━━━ Given information ━━━
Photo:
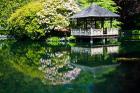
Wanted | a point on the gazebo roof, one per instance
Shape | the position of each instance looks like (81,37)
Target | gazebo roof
(95,11)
━━━
• _Task requirements_:
Rewrite every line of the material above in full, shifting each coordinate in the answers by adding 81 to both of its numbers. Leave out the pictures.

• _Result of this task_:
Photo:
Wanted | a point on the gazebo roof, one per instance
Shape | the position of each instance looks like (81,37)
Target | gazebo roof
(176,92)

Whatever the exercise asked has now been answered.